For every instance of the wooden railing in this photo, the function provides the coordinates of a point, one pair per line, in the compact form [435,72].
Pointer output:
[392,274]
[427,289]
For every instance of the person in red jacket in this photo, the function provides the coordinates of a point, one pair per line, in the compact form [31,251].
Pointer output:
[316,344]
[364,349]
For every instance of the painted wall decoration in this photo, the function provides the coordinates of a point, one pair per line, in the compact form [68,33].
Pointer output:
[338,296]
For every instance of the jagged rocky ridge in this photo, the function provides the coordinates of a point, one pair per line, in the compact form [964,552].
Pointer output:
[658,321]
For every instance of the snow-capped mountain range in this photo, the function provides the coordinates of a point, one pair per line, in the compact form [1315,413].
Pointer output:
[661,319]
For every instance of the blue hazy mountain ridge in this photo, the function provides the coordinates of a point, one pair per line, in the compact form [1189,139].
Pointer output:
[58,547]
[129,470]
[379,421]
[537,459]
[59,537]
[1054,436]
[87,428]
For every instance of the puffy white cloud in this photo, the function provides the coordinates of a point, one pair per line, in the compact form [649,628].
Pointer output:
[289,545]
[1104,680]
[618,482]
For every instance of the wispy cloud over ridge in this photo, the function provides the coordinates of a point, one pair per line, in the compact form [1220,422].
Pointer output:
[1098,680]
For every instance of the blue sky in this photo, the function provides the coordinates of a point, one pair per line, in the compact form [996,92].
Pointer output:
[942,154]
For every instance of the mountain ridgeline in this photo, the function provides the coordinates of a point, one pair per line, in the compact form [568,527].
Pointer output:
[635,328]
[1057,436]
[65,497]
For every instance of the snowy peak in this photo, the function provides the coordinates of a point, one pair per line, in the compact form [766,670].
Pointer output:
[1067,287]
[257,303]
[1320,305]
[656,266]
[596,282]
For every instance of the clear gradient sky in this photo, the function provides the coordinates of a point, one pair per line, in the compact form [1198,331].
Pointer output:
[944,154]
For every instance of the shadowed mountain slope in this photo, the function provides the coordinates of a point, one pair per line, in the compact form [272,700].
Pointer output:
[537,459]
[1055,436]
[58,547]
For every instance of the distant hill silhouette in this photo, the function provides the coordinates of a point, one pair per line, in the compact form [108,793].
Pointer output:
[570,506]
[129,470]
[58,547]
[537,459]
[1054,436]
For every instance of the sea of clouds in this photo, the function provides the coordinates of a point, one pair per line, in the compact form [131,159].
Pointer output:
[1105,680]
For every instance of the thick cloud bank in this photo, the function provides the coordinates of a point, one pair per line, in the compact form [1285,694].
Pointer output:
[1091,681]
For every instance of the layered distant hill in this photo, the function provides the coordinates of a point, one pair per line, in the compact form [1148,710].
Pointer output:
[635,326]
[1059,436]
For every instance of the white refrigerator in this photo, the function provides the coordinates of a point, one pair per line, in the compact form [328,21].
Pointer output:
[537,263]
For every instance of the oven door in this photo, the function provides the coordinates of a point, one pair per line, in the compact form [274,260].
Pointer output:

+ + + + +

Render each line of the rows above as a JSON list of strings, with one string per line and any blank lines left out.

[
  "For every instance of the wooden railing in this photo, the function provides the coordinates of a point, one pair per line, in the compact form [435,72].",
  "Pointer output:",
  "[392,274]",
  "[427,289]",
  "For every instance of the person in red jacket in this photo, the function provides the coordinates of a point, one pair per line, in the compact form [31,251].",
  "Pointer output:",
  "[316,344]",
  "[364,349]",
  "For every instance of the painted wall decoration in this photo, the function provides the coordinates of a point, one pair per line, in the compact form [68,33].",
  "Pointer output:",
  "[338,296]",
  "For every instance of the jagged rocky ridge in this photo, the function provides the coordinates of a point, one pair per line, in the compact form [964,552].",
  "Pointer output:",
  "[658,321]",
  "For every instance of the snow-capped mountain range in this photo, the function provides the coordinates of a point, one pair per line, in the compact form [1315,413].",
  "Pointer output:",
  "[661,319]",
  "For every instance of the blue hazy mountain ridge in this photo, the function provides the coordinates of a point, one pair per line, in the compact form [1189,139].",
  "Pointer output:",
  "[58,547]",
  "[129,470]",
  "[379,421]",
  "[537,459]",
  "[59,537]",
  "[1054,436]",
  "[87,428]",
  "For every instance of the puffy white cloud in this photo, the function provides the coordinates of a point, one pair per line, in the compact form [649,628].",
  "Pointer output:",
  "[289,545]",
  "[1104,680]",
  "[618,482]",
  "For every instance of the wispy cloud over ridge in this photo, the function provides the coordinates of a point, one pair per line, in the compact form [1220,422].",
  "Pointer output:",
  "[1098,680]",
  "For every instance of the blue sky in this photo, the function provides the coordinates of a point, one pair per line, in the compact form [996,92].",
  "Pointer output:",
  "[942,154]",
  "For every instance of the mountain ridgeline in this photo, the function provides the coordinates of a point, one pair per line, in the compact form [568,527].",
  "Pointer output:",
  "[635,328]",
  "[1057,436]",
  "[65,497]",
  "For every instance of the snowy peak in this photo, the function provides the coordinates of a point, one pair per line, in the compact form [766,670].",
  "Pointer output:",
  "[1067,287]",
  "[257,303]",
  "[1320,305]",
  "[656,266]",
  "[596,282]",
  "For every instance of the clear gradient sky in this photo, the function provides the coordinates of a point, one pair per line, in the compact form [1198,331].",
  "Pointer output:",
  "[944,154]",
  "For every instance of the shadowed mountain slope in this photo, the function provides the coordinates of a point, one pair per line, in the compact form [272,700].",
  "Pointer output:",
  "[537,459]",
  "[1055,436]",
  "[58,547]",
  "For every instance of the distant hill silhouette in this photo, the function provides the coordinates of a point, one pair per line, in the compact form [108,793].",
  "Pointer output:",
  "[570,506]",
  "[129,470]",
  "[58,547]",
  "[537,459]",
  "[1054,436]",
  "For every instance of the sea of clouds in this photo, the function provides the coordinates of a point, one pair per line, in the compact form [131,159].",
  "Pointer output:",
  "[1105,680]",
  "For every instance of the thick cloud bank in this photo, the function provides the coordinates of a point, one pair per line, in the compact form [1285,694].",
  "Pointer output:",
  "[1091,681]",
  "For every instance of the layered distant hill in this photo, the function provides the coordinates of a point, one pair per line, in the compact form [1148,710].",
  "Pointer output:",
  "[635,326]",
  "[1059,436]",
  "For every instance of the white refrigerator in this photo, the function provides the coordinates of a point, one pair per line, in the compact form [328,21].",
  "Pointer output:",
  "[537,263]",
  "For every instance of the oven door in this photo, the function provides the coordinates of a point, one pair per line, in the compact form [274,260].",
  "Pointer output:"
]